Stored data entries
--------

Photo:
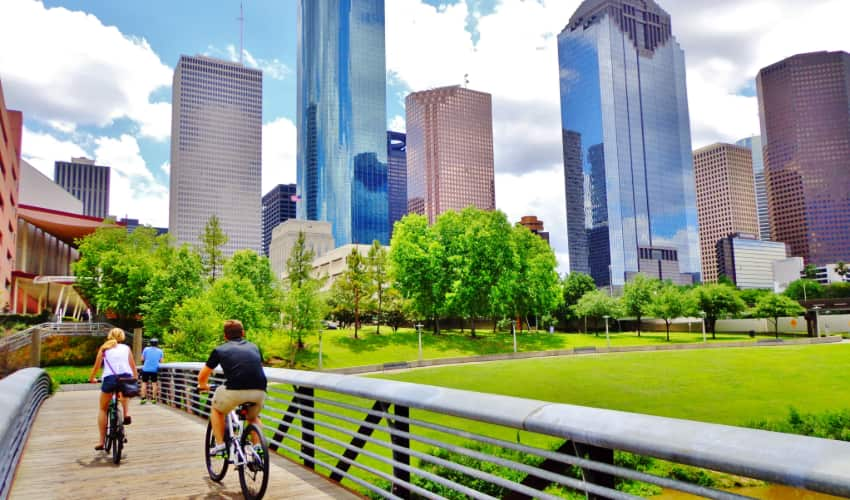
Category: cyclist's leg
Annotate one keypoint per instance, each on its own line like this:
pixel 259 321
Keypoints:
pixel 103 404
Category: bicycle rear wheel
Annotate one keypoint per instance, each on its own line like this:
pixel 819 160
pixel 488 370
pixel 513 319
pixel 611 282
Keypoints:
pixel 254 474
pixel 117 431
pixel 216 465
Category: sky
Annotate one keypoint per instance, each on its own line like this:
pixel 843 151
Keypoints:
pixel 93 78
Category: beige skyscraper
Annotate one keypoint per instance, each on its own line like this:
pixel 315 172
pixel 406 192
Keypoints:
pixel 216 134
pixel 726 199
pixel 449 151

--------

TASK TO CARRY OUT => Could you repeat every entry above exactly, with each picture omitted?

REPLY TO THE TASK =>
Photo:
Category: cyclist's leg
Annotate one keypoint per instance, each on its own line like this:
pixel 259 321
Keypoints:
pixel 103 404
Category: bicycle rear wheel
Annotate one keypoint per instance, each on its own line like this:
pixel 819 160
pixel 488 370
pixel 513 319
pixel 611 282
Keypoints:
pixel 254 474
pixel 117 431
pixel 216 465
Category: sky
Annotate one keypoint per instance, each on its own line like this:
pixel 843 151
Keypoints:
pixel 93 78
Category: beige skyscraper
Annotate one keypoint per instance, each on its own line like this:
pixel 315 172
pixel 406 192
Keypoints:
pixel 216 134
pixel 726 199
pixel 449 151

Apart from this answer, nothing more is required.